- _WORK REQUEST_
Nothing but a full, exact copy of the data is needed.

- _DATA PROVIDED_
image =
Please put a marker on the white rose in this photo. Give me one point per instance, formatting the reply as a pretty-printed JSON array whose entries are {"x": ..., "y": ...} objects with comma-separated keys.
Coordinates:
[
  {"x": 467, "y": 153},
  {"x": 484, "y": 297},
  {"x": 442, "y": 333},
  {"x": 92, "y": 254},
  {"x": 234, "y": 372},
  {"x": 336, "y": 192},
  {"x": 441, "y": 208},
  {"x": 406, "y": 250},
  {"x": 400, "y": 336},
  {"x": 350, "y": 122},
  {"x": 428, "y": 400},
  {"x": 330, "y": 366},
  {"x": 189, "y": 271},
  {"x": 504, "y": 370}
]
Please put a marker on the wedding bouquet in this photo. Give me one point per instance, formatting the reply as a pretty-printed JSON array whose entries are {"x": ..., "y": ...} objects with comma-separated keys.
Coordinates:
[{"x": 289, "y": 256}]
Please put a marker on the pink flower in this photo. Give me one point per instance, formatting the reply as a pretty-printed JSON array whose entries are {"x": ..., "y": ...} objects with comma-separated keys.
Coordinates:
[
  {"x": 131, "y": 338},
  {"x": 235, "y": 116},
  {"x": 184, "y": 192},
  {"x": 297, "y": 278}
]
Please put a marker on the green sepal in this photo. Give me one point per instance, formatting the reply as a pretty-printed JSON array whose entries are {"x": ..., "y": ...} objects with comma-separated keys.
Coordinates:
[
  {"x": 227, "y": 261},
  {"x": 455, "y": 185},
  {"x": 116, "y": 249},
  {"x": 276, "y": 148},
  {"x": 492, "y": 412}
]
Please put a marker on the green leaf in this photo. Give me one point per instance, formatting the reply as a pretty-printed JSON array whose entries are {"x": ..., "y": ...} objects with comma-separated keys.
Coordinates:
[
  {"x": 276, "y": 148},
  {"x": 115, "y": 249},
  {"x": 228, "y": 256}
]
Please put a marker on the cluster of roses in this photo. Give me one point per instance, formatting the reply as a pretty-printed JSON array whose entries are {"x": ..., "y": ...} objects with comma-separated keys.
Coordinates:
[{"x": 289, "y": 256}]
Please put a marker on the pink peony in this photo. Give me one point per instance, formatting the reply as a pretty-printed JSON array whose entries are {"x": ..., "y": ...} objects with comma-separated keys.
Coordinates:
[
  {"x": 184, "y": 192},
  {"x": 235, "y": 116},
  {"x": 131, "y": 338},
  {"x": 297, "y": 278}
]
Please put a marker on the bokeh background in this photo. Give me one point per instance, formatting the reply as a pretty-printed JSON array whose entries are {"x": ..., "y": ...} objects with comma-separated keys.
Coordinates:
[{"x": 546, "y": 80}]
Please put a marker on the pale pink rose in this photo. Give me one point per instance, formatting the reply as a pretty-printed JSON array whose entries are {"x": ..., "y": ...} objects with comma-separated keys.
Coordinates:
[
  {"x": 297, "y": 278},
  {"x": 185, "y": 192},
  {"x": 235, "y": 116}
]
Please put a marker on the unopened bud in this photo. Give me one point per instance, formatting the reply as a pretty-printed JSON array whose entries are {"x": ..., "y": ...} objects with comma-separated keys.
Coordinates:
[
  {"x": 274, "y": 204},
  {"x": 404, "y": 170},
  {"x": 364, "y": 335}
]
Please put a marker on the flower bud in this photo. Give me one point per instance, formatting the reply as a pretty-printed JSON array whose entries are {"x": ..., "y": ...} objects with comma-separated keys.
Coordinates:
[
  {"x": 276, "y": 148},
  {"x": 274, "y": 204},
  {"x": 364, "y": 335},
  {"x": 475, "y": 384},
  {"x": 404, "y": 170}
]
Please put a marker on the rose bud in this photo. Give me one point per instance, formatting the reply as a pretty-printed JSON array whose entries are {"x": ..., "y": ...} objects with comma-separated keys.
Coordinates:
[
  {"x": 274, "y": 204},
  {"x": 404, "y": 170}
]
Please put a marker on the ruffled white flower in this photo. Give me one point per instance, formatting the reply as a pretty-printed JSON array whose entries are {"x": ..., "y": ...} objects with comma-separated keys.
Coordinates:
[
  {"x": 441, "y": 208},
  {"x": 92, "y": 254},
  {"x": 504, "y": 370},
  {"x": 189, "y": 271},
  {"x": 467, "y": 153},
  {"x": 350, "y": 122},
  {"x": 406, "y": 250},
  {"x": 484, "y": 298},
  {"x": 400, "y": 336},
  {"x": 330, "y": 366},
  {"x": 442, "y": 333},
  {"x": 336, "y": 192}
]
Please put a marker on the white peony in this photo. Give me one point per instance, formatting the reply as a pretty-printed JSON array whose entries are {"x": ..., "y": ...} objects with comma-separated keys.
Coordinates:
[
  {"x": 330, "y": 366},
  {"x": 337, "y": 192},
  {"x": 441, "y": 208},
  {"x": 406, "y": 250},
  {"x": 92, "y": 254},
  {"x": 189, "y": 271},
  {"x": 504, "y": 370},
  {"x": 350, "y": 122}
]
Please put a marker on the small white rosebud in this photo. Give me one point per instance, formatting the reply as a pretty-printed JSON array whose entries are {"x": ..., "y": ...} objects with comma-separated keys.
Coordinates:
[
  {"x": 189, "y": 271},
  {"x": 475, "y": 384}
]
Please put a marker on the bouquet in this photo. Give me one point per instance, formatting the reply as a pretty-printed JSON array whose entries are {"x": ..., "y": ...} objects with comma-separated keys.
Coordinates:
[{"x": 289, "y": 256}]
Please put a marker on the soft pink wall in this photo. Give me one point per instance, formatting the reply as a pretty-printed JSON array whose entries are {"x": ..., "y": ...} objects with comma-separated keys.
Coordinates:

- _WRITTEN SOLUTION_
image =
Please put a marker on the white rose in this photo. Give me one point per instance, formatting the reply as a pretty-printed JSON array whose entries are {"x": ..., "y": ...} objects with comma-separated keys.
Coordinates:
[
  {"x": 467, "y": 153},
  {"x": 484, "y": 297},
  {"x": 442, "y": 333},
  {"x": 92, "y": 254},
  {"x": 234, "y": 372},
  {"x": 336, "y": 192},
  {"x": 441, "y": 208},
  {"x": 406, "y": 250},
  {"x": 400, "y": 336},
  {"x": 350, "y": 122},
  {"x": 428, "y": 400},
  {"x": 330, "y": 366},
  {"x": 189, "y": 271},
  {"x": 504, "y": 370}
]
Please put a marker on the wedding bouquet in this photo. Give me one point per instance, formatting the reply as a pretty-printed JSON array whose entries are {"x": ..., "y": ...} objects with comma-separated keys.
Coordinates:
[{"x": 289, "y": 256}]
Please put a marker on the pink flower in this photo. Give me one point per instance, formatting the reply as a pretty-printed JSON array whose entries are {"x": ..., "y": ...} objects with comma-separated keys.
Coordinates:
[
  {"x": 131, "y": 338},
  {"x": 235, "y": 116},
  {"x": 184, "y": 192},
  {"x": 297, "y": 278}
]
Please put a marker on the green sepal in this photo. Give me one point per instance, formatting the reply as a pretty-printed JSON array whose entries are {"x": ..., "y": ...} objects with comma-separated keys.
Coordinates:
[
  {"x": 227, "y": 261},
  {"x": 455, "y": 185},
  {"x": 116, "y": 249},
  {"x": 276, "y": 148},
  {"x": 492, "y": 412}
]
Please put a marker on the green leaf in this photo. Give me one point per instance, formatting the reply as a pretty-printed JSON array whose entries are {"x": ..., "y": ...} objects with comma-separated keys.
Coordinates:
[
  {"x": 276, "y": 148},
  {"x": 115, "y": 249},
  {"x": 228, "y": 256}
]
Please put a marker on the cluster of roses in this photo. Give me one point per instance, formatting the reply as a pretty-printed JSON array whose entries are {"x": ..., "y": ...} objects with comma-separated keys.
Coordinates:
[{"x": 289, "y": 256}]
Please put a marker on the pink peony in this photo. Give me one point per instance, formatting the reply as a pretty-printed JSON array whose entries are {"x": ..., "y": ...} objects with comma-separated keys.
Coordinates:
[
  {"x": 184, "y": 192},
  {"x": 235, "y": 116},
  {"x": 131, "y": 338},
  {"x": 297, "y": 278}
]
Please put a marker on the bokeh background in this photo. Give me one point per instance, formatting the reply as a pretty-printed JSON array whose entries are {"x": ..., "y": ...} objects with comma-separated keys.
Coordinates:
[{"x": 546, "y": 80}]
Please put a marker on the pale pink rose in this photo. Give me one point per instance, formatting the reply as a pretty-printed JSON array whose entries are {"x": ..., "y": ...} objects with comma-separated keys.
Coordinates:
[
  {"x": 297, "y": 278},
  {"x": 185, "y": 192},
  {"x": 235, "y": 116}
]
Please put a marker on the unopened bud in this photo. Give me one point per instance, formatting the reply as a pretty-printed JSON array whose entries are {"x": ..., "y": ...} objects with comma-separated keys.
Coordinates:
[
  {"x": 274, "y": 204},
  {"x": 404, "y": 170},
  {"x": 364, "y": 335}
]
Please put a marker on the flower bud in this photo. Give me one point per instance, formatting the reply as a pretty-printed JSON array whose entries are {"x": ..., "y": ...} objects with comma-separated keys.
Coordinates:
[
  {"x": 276, "y": 148},
  {"x": 274, "y": 204},
  {"x": 364, "y": 335},
  {"x": 475, "y": 384},
  {"x": 404, "y": 170}
]
Please put a marker on the rose bud in this photo. Give me one point per instance, formatting the reply as a pretty-printed JSON array whose entries are {"x": ..., "y": ...} objects with comma-separated keys.
Coordinates:
[
  {"x": 274, "y": 204},
  {"x": 404, "y": 170}
]
Please put a marker on the ruffled white flower in this photo. Give me one point per instance, formatting the reply as a pretty-printed JSON array whose entries are {"x": ..., "y": ...} objects with comma-separated keys.
Coordinates:
[
  {"x": 441, "y": 208},
  {"x": 92, "y": 254},
  {"x": 504, "y": 370},
  {"x": 189, "y": 271},
  {"x": 467, "y": 153},
  {"x": 350, "y": 122},
  {"x": 406, "y": 250},
  {"x": 484, "y": 298},
  {"x": 400, "y": 336},
  {"x": 330, "y": 366},
  {"x": 442, "y": 333},
  {"x": 336, "y": 192}
]
Please put a marker on the white peony in this photo. Give me one point per instance, formatting the reply as a pretty-printed JSON array whose entries are {"x": ..., "y": ...} objects with comma-separated keys.
Coordinates:
[
  {"x": 330, "y": 366},
  {"x": 337, "y": 192},
  {"x": 441, "y": 208},
  {"x": 406, "y": 250},
  {"x": 92, "y": 254},
  {"x": 189, "y": 271},
  {"x": 504, "y": 370},
  {"x": 350, "y": 122}
]
Please put a marker on the small white rosebud in this photo. Give me one point per instance, formatting the reply as a pretty-printed JSON array whose entries are {"x": ..., "y": ...} objects with comma-separated keys.
Coordinates:
[
  {"x": 189, "y": 271},
  {"x": 475, "y": 384}
]
Please put a marker on the bouquet in this photo. Give me one point per instance, formatting the reply as a pretty-printed JSON array whose entries are {"x": ..., "y": ...} objects with comma-separated keys.
Coordinates:
[{"x": 289, "y": 256}]
Please put a marker on the soft pink wall in this photo. Give me one point per instance, formatting the reply as a pretty-printed JSON array whose entries are {"x": ..., "y": ...} objects with comma-separated keys.
Coordinates:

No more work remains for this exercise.